### Deine Aufgabe
Skaliere in den folgenden Zeilen alle x- und y-Koordinaten der Antworten mit dem Faktor 2,15 und runde auf ganze Zahlen, wobei ab ,5 aufgerundet wird. Gib dabei sämtliche Zeilen vollständig wieder, lass aber die Bilder weg.

### Gegebene Angaben
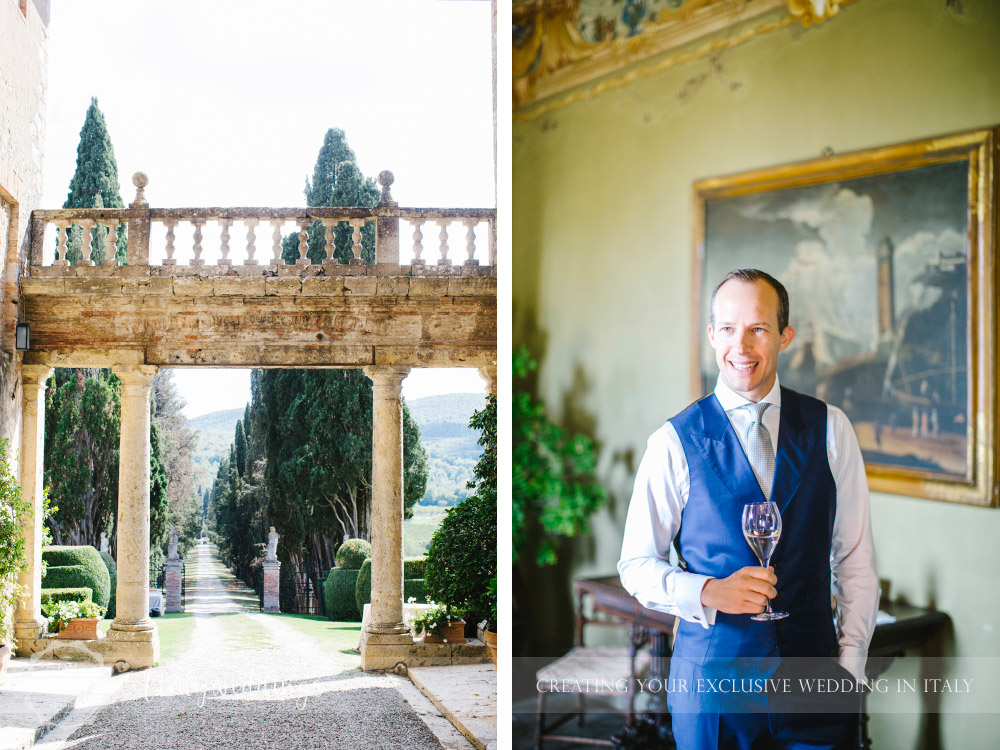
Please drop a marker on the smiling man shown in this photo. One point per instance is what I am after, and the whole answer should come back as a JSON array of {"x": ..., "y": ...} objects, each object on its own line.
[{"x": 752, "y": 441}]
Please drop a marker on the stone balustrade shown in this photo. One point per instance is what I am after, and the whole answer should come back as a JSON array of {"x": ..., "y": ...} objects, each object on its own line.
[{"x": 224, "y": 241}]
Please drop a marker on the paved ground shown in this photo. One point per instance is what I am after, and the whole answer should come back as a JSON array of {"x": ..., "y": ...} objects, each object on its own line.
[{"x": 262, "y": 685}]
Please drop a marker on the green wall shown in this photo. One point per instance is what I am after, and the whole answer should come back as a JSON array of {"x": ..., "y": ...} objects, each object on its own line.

### Fertige Lösung
Please drop a marker on the smiling man shown in this photo. One point per instance is what I am after, and the whole answer should come back as a JSON array of {"x": ..., "y": ...} objects, each object on its own line.
[{"x": 1617, "y": 948}]
Please drop a marker on the stone balustrade shown in this photo. One point per instance is what I am after, and the whole answer should come back as a JSON array of {"x": ..., "y": ...} objects, each object on its own line.
[{"x": 482, "y": 518}]
Please drop a marker on the paved ground shown in this photo. One point per instance is what I am after, and the whole answer should come back as a JSON array of {"x": ..., "y": ...} objects, each object on its own line.
[{"x": 563, "y": 1473}]
Please drop a marker on the green wall shown in this photo. One point per instance is what I am after, and the whole answer should come back as a JSON array of {"x": ..., "y": ...} objects, each object on its own line.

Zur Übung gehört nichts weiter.